* _Directions for this task_
The lines to retype are the one with "formatted like [30,139]." and all that follow it to the end of the entries below; copy them exactly and nothing else.
(Exercise materials begins)
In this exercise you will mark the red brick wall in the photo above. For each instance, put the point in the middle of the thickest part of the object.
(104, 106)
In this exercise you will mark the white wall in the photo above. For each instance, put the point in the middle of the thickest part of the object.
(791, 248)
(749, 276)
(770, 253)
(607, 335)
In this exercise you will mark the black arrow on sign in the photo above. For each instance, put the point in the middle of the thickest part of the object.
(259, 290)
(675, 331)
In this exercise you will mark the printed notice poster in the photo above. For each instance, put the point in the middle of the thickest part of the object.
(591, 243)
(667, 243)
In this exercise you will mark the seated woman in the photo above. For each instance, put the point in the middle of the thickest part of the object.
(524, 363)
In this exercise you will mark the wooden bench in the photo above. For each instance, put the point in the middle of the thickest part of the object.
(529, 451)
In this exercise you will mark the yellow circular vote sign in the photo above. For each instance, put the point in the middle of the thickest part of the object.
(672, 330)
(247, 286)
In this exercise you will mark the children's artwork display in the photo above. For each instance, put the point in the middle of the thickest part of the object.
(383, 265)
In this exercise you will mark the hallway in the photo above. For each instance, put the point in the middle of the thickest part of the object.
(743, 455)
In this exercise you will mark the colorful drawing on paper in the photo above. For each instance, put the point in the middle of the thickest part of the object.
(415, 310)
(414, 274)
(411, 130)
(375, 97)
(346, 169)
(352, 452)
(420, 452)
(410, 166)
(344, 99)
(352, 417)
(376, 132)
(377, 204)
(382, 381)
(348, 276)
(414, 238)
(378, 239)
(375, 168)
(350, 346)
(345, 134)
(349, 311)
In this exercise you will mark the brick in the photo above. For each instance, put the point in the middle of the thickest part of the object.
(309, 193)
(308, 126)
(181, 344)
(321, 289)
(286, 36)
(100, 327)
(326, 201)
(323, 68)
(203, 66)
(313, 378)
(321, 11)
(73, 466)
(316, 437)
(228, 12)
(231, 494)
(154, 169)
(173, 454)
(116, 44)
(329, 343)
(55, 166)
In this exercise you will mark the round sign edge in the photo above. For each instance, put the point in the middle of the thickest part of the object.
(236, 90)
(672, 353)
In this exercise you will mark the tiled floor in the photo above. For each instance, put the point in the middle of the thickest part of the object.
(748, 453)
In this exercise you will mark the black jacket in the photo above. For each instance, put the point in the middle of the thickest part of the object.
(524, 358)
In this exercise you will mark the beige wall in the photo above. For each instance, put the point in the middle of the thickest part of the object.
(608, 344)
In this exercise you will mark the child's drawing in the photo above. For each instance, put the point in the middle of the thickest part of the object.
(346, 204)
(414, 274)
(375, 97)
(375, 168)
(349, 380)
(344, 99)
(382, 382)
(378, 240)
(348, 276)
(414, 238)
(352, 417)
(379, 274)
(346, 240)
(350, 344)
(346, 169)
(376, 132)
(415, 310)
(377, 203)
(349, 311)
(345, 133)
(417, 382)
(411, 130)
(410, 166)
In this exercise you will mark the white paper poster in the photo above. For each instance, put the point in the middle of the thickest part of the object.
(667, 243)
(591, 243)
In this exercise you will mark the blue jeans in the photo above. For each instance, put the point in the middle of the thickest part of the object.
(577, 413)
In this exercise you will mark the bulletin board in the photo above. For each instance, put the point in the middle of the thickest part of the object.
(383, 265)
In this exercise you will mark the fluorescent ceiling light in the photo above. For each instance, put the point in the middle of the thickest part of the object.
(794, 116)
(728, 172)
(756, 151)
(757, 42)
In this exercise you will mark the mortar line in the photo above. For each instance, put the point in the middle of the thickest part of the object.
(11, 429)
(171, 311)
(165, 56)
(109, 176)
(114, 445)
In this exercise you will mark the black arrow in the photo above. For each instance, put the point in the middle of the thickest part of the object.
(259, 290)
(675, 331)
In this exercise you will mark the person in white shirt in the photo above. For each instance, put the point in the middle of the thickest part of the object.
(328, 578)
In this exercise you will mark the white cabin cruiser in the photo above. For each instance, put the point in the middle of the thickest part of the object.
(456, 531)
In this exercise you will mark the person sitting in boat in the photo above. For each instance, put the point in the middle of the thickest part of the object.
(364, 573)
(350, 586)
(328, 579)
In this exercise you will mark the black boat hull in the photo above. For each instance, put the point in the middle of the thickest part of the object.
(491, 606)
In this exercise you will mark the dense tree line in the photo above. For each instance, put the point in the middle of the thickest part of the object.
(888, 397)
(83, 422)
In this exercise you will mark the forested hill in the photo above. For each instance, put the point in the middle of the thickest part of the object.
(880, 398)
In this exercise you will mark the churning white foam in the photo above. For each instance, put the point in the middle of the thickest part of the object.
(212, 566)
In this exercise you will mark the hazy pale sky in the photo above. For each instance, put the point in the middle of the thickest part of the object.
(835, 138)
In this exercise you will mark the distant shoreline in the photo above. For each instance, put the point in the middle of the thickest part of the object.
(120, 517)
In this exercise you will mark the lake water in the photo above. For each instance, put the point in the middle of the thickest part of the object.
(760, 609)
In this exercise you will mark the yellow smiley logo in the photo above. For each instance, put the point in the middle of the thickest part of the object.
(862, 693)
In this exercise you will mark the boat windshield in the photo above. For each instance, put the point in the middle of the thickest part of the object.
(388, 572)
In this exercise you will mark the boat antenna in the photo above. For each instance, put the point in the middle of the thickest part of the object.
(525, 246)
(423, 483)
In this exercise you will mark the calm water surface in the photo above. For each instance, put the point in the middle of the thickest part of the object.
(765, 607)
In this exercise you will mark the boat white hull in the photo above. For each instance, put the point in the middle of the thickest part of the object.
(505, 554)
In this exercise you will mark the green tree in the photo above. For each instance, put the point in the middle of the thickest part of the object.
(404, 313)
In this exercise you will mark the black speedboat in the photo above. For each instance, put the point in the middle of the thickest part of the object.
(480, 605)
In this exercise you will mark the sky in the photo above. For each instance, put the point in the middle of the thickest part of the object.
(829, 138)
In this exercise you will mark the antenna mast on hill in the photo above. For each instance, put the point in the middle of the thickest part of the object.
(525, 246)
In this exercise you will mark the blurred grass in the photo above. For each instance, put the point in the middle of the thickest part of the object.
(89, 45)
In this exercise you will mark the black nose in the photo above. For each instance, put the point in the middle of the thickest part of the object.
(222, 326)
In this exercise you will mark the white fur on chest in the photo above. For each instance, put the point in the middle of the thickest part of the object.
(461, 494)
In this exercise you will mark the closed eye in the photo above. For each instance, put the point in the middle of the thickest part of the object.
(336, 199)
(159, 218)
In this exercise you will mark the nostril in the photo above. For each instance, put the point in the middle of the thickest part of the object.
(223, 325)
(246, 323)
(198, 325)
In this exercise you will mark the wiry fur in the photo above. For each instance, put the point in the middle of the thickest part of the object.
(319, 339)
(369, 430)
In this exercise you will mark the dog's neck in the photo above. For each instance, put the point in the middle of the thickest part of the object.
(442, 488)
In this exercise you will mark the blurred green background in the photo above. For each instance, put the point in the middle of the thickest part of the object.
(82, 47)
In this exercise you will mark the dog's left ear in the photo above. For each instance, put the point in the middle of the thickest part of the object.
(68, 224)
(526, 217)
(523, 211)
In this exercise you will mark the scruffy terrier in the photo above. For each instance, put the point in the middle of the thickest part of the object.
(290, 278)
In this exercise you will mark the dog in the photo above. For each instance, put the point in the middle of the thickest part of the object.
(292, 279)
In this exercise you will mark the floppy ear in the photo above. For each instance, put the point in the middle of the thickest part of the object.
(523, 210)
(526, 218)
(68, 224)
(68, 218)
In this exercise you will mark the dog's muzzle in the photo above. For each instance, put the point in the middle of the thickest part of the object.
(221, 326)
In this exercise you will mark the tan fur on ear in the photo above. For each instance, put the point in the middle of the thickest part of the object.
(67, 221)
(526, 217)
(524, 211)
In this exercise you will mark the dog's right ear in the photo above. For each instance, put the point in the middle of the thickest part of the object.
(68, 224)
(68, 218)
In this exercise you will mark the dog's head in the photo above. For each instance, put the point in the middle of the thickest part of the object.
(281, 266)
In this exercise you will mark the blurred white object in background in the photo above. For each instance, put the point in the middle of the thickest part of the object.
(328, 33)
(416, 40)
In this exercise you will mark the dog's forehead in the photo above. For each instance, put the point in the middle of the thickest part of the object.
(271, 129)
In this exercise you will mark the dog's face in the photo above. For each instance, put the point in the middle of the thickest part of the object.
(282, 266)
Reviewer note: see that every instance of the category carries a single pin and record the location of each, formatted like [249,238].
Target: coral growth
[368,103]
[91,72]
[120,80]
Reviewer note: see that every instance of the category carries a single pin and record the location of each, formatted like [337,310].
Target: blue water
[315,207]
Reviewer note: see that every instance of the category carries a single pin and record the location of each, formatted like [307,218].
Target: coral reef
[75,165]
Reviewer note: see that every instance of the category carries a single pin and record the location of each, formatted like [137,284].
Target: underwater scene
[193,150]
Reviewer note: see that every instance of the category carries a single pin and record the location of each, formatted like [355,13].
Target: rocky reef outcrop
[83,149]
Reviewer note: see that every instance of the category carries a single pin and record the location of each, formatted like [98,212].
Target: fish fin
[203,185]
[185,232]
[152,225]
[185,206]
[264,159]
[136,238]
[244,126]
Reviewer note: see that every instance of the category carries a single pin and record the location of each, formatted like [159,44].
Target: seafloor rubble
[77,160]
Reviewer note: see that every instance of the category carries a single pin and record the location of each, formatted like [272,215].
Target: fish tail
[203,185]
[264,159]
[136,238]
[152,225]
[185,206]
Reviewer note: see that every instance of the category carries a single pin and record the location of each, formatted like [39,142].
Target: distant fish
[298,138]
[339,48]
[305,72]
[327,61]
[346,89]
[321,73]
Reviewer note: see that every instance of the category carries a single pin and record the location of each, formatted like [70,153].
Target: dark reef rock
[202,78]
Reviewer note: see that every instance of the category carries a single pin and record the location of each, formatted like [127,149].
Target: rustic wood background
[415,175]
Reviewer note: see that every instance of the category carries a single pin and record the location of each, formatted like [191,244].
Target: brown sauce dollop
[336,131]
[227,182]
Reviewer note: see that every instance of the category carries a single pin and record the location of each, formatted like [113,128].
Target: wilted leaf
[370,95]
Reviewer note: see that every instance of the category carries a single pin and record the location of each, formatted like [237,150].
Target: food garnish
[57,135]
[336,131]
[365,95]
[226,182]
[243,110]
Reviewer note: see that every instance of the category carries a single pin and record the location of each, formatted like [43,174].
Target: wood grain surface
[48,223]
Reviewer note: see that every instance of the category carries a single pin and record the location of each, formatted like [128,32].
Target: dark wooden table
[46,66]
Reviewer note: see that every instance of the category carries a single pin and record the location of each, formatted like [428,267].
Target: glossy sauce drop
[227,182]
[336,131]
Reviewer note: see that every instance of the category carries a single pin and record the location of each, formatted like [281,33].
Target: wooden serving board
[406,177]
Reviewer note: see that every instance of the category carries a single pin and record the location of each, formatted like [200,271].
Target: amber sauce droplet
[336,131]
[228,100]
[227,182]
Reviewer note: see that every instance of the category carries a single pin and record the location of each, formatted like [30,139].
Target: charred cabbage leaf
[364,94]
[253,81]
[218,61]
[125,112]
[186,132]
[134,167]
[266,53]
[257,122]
(Exercise materials ends)
* _Response_
Reviewer note: see that every instance of the category carries a single pin and record the location of each, formatted like [30,139].
Target: charred cabbage leaf
[364,94]
[253,81]
[218,61]
[125,112]
[186,132]
[134,167]
[266,53]
[257,122]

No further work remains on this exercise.